* [Your assignment] In the data below, find every line with the string "bottlebrush" and pull it out.

* [Given data]
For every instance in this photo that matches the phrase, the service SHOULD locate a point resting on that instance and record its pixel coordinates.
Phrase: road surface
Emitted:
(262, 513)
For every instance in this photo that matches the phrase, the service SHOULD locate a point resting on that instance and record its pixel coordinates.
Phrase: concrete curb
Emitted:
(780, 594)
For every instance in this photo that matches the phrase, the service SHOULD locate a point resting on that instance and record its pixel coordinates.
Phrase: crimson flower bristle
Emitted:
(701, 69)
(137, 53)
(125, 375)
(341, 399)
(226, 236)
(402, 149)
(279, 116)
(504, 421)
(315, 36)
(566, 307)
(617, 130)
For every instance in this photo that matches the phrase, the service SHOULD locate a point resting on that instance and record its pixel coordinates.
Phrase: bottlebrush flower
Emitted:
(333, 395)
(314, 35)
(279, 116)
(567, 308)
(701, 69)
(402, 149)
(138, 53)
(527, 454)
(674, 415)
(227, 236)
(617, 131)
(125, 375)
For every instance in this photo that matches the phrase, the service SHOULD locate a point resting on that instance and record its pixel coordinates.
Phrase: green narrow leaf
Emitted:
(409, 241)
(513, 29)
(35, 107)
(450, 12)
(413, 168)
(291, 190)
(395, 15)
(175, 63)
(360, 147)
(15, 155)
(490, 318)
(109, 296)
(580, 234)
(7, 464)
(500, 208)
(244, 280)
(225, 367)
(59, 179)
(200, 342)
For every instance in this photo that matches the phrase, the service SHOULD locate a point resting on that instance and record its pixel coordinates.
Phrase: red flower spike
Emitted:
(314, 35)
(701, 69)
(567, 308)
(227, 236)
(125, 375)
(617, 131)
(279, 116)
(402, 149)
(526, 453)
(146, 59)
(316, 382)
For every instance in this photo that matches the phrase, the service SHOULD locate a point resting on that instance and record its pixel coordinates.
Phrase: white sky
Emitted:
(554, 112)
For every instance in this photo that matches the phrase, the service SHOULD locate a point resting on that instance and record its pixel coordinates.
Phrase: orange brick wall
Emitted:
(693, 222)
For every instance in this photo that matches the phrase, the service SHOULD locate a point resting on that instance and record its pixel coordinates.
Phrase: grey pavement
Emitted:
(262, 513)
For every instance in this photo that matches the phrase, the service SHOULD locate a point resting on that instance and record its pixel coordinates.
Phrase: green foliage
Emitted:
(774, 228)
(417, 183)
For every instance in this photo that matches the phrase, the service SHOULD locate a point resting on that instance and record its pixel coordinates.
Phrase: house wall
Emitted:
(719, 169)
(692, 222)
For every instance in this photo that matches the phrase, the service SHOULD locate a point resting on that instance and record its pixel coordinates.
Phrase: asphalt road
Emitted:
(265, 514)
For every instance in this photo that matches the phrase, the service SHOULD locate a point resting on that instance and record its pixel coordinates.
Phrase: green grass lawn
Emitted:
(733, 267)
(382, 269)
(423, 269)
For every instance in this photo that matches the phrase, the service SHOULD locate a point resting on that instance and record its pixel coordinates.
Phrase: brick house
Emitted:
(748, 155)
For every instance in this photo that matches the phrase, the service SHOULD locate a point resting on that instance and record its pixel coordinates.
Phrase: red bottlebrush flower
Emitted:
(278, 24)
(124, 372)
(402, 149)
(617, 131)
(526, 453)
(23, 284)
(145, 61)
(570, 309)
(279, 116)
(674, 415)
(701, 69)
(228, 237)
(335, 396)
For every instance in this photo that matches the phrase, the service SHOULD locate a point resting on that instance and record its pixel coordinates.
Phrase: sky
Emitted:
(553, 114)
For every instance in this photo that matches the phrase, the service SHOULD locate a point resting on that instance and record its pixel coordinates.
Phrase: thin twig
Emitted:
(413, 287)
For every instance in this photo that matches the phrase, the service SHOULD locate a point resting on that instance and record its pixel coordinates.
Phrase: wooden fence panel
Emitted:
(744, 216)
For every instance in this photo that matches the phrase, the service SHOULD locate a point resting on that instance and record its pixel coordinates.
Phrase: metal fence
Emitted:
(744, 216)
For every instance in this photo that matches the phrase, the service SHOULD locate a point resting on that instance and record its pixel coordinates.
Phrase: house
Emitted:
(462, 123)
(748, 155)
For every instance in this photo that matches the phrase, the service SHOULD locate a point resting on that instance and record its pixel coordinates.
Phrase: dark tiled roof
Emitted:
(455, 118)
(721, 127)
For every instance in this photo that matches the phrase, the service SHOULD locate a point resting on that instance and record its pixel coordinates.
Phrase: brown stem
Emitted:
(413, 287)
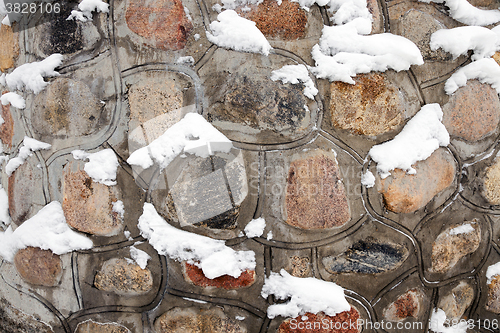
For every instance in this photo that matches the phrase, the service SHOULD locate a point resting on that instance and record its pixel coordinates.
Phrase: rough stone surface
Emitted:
(123, 278)
(313, 323)
(195, 275)
(371, 107)
(405, 193)
(473, 112)
(457, 301)
(191, 320)
(315, 194)
(39, 267)
(13, 320)
(10, 47)
(163, 23)
(407, 305)
(367, 257)
(448, 248)
(90, 326)
(88, 205)
(66, 108)
(286, 21)
(493, 300)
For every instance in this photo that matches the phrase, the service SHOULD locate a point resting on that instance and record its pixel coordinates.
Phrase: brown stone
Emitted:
(195, 275)
(9, 49)
(407, 305)
(13, 320)
(162, 23)
(457, 301)
(405, 193)
(372, 106)
(39, 267)
(493, 300)
(285, 21)
(191, 320)
(473, 112)
(88, 205)
(123, 278)
(90, 326)
(449, 248)
(314, 323)
(315, 195)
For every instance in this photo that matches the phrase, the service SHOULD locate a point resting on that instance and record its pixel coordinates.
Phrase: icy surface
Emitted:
(29, 146)
(304, 294)
(47, 230)
(420, 137)
(192, 134)
(211, 255)
(101, 166)
(234, 32)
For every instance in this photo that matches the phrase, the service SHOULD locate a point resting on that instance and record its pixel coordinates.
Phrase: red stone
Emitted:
(195, 276)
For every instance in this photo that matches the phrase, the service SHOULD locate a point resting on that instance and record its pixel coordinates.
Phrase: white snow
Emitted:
(464, 12)
(234, 32)
(211, 255)
(304, 294)
(368, 179)
(296, 74)
(29, 146)
(420, 137)
(139, 256)
(192, 134)
(493, 271)
(13, 99)
(101, 166)
(255, 228)
(86, 8)
(437, 320)
(485, 70)
(31, 75)
(47, 230)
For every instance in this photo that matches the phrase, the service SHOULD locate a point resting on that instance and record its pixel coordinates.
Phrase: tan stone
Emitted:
(473, 112)
(372, 106)
(88, 205)
(90, 326)
(39, 267)
(123, 278)
(315, 195)
(405, 193)
(449, 248)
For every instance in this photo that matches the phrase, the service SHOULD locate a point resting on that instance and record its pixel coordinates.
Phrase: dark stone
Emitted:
(367, 257)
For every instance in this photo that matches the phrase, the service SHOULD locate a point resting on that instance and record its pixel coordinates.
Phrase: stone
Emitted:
(13, 320)
(286, 21)
(372, 106)
(457, 301)
(449, 246)
(406, 305)
(162, 23)
(123, 278)
(90, 326)
(493, 299)
(315, 194)
(66, 108)
(192, 320)
(195, 275)
(367, 257)
(88, 205)
(39, 267)
(344, 322)
(473, 112)
(418, 27)
(10, 47)
(405, 193)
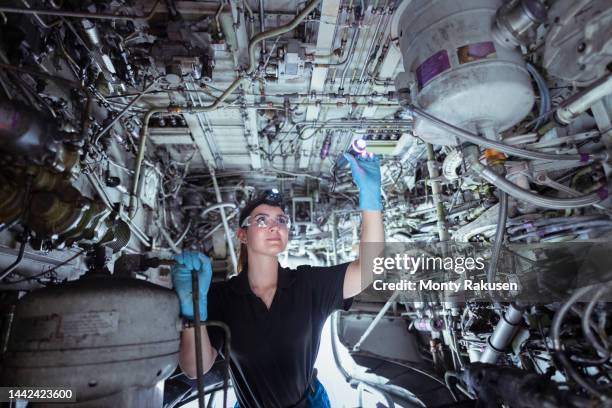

* [Exercise output]
Phrase: bottlebrush flower
Phrase: red bottlebrush flower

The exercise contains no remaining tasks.